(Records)
##########

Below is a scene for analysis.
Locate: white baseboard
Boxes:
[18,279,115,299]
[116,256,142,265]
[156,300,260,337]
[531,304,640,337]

##########

Your objective: Rewrite every line of the items above, requests included, and add -63 to each bounding-box coordinate in the answers.

Exercise output:
Below is a scene for analysis.
Locate: white baseboard
Boxes:
[-45,216,52,236]
[53,193,79,202]
[93,237,197,274]
[468,241,577,274]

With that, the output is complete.